-- Given text --

——

Tuesday, June 27, 2006


This was growing too long for comments, so...

I buy my ginger roots for growing at the local farmer store in May. (Often ginger root sold in food stores has been irradiated to lengthen its shelf life; check first, if buying to replant.) At the farm store I get planting roots for Oshoga ("big ginger"), the older, stronger, conventional ginger not eaten directly but used for flavoring, and Koshoga ("little ginger") the younger, smaller more delicate kind, used for pickling and garnish or cooking straight up. Both produce the second-growth ginger you see in the foto, with the reddish tops. That new ginger is what I mean. You get new ginger from either root type. In fact, the whole young new ginger plant can be cooked as a good vegetable.

——

-- Data to examine --
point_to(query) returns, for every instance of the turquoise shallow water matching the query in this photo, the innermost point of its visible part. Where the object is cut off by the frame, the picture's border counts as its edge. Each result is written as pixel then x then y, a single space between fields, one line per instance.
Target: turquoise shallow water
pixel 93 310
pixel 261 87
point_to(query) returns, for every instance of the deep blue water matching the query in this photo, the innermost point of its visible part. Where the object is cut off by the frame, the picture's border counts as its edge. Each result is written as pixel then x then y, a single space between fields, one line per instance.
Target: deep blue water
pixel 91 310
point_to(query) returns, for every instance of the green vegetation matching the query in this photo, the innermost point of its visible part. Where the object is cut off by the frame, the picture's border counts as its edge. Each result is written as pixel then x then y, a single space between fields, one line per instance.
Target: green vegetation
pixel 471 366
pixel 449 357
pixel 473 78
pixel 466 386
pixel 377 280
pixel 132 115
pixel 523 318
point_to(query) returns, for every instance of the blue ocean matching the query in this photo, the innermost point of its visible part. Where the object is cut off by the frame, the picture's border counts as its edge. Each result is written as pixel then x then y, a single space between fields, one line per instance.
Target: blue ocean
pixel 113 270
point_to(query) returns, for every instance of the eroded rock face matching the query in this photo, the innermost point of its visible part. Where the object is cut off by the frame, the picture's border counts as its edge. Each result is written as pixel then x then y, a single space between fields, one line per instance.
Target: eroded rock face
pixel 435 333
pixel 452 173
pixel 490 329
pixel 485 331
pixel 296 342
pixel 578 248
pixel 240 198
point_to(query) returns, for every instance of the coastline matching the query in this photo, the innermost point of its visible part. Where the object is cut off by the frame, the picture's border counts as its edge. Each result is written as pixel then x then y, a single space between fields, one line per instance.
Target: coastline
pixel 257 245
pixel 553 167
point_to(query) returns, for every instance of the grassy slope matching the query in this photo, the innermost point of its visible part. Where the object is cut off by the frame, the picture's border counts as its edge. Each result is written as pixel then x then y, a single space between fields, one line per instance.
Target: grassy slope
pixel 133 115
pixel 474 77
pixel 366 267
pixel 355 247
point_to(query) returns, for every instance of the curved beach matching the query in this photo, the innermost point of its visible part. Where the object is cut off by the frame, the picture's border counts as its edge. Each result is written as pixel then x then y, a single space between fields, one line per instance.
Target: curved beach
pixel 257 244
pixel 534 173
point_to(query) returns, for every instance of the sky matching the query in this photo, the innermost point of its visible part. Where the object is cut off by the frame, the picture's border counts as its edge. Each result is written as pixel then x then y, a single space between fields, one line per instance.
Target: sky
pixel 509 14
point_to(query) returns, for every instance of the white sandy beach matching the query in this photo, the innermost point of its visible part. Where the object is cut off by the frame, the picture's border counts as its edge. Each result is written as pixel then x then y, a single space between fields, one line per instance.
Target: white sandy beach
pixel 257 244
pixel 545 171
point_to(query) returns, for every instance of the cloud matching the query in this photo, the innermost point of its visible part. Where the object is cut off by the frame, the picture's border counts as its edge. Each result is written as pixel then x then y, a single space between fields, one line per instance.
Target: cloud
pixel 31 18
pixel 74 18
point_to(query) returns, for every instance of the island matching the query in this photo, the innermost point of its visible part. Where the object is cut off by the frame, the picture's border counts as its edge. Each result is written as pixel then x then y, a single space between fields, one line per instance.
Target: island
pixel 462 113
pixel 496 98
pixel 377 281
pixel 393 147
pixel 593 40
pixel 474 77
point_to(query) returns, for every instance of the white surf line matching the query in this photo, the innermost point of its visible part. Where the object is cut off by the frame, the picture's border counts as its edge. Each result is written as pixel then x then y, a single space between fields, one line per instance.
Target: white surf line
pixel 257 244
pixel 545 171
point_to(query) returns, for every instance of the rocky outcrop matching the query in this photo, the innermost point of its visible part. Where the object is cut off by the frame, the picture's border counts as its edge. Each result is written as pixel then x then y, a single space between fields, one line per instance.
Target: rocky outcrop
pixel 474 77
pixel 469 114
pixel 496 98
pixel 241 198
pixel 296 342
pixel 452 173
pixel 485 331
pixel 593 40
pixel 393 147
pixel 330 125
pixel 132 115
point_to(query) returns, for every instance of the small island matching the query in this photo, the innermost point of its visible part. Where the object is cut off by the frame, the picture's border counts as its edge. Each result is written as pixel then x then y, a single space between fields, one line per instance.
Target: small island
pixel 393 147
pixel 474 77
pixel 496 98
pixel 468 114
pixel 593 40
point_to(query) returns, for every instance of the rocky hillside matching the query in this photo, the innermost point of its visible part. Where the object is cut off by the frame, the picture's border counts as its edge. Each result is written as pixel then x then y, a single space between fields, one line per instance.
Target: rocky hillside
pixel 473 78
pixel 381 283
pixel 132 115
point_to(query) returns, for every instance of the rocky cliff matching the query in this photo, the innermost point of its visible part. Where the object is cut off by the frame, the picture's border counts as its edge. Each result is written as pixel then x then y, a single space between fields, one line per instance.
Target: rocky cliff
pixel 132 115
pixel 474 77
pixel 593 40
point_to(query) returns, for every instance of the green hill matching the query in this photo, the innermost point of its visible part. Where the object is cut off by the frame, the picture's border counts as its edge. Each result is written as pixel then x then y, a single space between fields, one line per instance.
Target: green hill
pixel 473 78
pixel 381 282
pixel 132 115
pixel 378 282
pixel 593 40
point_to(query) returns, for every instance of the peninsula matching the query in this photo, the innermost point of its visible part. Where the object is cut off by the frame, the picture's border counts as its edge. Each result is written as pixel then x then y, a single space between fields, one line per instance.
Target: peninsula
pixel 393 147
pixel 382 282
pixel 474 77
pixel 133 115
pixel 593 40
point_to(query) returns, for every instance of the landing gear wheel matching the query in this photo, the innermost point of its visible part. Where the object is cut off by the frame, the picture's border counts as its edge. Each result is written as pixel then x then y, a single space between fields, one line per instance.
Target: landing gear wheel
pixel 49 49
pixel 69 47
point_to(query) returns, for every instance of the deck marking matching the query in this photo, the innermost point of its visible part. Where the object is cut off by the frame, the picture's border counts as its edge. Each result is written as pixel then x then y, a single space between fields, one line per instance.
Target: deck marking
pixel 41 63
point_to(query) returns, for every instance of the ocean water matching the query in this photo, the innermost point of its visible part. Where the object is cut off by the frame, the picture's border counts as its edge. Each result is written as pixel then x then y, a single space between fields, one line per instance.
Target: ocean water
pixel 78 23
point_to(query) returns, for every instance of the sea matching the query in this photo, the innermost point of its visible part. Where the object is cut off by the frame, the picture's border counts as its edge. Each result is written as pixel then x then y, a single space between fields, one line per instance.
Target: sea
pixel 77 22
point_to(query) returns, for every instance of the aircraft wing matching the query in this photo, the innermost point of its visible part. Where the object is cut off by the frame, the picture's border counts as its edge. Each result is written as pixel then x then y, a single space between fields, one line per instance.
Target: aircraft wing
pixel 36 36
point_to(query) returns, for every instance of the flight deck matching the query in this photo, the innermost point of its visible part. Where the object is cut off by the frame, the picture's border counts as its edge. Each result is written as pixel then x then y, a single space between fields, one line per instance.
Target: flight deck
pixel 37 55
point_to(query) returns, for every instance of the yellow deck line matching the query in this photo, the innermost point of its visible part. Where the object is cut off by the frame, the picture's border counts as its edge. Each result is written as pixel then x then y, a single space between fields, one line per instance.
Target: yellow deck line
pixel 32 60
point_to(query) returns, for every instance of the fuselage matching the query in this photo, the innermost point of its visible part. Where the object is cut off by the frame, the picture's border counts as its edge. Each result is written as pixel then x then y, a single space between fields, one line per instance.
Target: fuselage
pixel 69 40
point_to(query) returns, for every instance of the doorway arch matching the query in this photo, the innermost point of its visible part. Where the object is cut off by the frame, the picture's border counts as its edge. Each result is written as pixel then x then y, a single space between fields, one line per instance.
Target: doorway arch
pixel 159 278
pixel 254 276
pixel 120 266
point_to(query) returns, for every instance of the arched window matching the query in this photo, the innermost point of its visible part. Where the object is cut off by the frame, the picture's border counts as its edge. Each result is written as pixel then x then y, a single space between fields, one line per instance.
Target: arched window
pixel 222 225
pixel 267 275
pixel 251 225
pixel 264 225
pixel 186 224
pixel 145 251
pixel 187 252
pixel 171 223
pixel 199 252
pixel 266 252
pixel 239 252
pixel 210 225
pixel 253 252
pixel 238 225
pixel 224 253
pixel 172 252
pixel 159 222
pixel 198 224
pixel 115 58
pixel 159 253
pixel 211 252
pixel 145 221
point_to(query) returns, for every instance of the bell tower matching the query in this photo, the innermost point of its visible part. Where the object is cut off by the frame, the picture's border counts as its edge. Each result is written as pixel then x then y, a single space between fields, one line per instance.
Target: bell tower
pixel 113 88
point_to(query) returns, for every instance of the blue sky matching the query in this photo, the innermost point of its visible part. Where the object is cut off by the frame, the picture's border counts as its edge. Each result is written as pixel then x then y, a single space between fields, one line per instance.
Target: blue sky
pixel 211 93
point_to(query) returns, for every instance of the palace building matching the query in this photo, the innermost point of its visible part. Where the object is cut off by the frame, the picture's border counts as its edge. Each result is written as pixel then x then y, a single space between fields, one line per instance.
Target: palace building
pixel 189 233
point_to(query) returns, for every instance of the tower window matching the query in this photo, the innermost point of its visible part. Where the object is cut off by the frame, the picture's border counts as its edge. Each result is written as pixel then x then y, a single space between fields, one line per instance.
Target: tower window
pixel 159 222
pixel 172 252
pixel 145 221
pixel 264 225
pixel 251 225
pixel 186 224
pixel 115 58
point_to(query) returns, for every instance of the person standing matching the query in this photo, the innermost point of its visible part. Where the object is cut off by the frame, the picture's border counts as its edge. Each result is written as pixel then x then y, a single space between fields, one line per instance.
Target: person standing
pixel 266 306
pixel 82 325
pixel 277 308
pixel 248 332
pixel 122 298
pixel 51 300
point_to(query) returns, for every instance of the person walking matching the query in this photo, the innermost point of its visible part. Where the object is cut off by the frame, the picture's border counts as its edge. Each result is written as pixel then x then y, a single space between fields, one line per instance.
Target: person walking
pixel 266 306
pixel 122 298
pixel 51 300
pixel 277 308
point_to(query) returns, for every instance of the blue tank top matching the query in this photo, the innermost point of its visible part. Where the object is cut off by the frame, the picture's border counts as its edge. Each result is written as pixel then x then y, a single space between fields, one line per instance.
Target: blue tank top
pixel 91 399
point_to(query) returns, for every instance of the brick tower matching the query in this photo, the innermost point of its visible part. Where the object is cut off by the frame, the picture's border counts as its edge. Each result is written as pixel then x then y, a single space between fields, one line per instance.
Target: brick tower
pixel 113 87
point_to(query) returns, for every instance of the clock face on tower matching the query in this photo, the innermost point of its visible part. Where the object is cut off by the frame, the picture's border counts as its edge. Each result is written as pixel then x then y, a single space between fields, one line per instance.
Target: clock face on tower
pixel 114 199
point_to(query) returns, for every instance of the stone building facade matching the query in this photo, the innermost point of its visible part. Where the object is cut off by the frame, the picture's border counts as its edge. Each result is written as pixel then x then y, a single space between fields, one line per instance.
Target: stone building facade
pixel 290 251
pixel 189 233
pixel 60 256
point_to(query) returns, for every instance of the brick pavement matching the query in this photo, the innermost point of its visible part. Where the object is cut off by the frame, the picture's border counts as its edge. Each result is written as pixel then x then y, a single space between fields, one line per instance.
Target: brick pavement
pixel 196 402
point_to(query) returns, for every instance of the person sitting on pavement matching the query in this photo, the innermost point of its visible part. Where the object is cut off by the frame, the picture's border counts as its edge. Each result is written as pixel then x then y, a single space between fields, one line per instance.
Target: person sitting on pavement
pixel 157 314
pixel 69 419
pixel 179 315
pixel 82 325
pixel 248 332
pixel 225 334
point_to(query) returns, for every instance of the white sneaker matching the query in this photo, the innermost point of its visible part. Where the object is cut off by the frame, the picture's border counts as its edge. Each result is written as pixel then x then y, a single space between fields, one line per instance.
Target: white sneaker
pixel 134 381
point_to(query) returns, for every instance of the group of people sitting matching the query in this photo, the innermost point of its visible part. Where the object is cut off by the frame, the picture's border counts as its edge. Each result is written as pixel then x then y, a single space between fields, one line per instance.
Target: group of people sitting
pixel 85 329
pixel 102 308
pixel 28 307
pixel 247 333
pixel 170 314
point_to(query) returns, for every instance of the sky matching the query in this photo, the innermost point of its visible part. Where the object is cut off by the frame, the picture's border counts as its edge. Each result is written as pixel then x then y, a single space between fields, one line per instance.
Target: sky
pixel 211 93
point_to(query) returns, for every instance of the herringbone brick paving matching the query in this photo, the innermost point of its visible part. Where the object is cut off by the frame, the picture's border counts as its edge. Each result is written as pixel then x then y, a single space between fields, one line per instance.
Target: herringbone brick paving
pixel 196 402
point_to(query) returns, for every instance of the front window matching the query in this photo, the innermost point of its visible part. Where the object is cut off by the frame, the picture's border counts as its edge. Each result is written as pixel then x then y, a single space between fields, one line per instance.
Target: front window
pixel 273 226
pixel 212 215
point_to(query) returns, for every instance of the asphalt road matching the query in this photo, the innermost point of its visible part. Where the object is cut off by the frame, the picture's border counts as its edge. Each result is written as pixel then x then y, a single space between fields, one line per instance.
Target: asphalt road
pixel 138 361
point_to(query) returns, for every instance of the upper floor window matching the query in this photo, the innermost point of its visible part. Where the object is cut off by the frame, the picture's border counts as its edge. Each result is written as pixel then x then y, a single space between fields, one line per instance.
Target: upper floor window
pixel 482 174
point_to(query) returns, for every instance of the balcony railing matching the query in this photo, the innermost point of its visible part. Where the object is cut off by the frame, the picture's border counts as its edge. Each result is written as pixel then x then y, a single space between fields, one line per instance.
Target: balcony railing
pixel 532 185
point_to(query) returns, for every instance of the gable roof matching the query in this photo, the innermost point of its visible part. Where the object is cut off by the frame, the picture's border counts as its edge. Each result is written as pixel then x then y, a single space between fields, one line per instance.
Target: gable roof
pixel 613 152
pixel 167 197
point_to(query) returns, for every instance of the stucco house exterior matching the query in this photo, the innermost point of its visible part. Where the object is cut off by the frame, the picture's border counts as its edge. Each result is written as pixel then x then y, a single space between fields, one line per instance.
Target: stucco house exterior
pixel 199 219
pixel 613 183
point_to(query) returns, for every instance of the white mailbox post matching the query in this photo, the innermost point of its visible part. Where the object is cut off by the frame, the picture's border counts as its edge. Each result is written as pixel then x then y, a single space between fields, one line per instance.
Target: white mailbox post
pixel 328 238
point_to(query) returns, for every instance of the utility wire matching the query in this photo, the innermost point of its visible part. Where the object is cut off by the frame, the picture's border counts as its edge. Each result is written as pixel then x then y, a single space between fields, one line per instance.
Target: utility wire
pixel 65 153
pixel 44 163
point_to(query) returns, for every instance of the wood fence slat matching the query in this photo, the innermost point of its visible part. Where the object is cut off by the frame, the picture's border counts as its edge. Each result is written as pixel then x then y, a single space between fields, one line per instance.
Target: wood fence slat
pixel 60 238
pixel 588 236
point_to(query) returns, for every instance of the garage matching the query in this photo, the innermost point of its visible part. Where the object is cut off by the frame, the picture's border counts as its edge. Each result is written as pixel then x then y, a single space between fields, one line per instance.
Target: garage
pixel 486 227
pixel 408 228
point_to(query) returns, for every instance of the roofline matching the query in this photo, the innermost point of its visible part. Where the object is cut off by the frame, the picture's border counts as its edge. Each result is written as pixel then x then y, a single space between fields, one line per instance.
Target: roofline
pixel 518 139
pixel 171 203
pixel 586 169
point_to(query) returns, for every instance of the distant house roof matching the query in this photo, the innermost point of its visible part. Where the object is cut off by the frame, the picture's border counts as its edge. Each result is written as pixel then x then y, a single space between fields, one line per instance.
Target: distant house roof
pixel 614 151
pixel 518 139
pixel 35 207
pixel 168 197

——

-- Actions to take --
1 – In the ginger-growing text, what does the name "Koshoga" mean?
2 – Write the next part of the ginger-growing text, starting after its final sentence.

-- Responses to the tasks --
1 – Little ginger.

2 –
I think that in temperate climates you could easily grow ginger in a window pot, or outdoors in a sunny/shady spot if you can keep the ground damp enough... In colder climates, maybe a window pot or small greenhouse. I live in a coldish temperate area, and I planted outdoors about a month ago. I soak the ginger patches a couple of times a week when there's been no rain for a while, which is not a problem this time of year. The first green shoots are spiking up now; will harvest as needed for cooking throughout the growing period; then from September, when the stems die down and all the energy goes into the root, we'll harvest whatever we want for pickles etc. and leave the rest in the ground, to dig up for use as spice, tea and whatnot throughout the winter.

Ginger is a versatile herb, excellent tonic for the body and a legendary Asian medicament, but another great feature of the magic root, that many unfortunate folks are not in a position to appreciate, is that monkeys don't like it at all.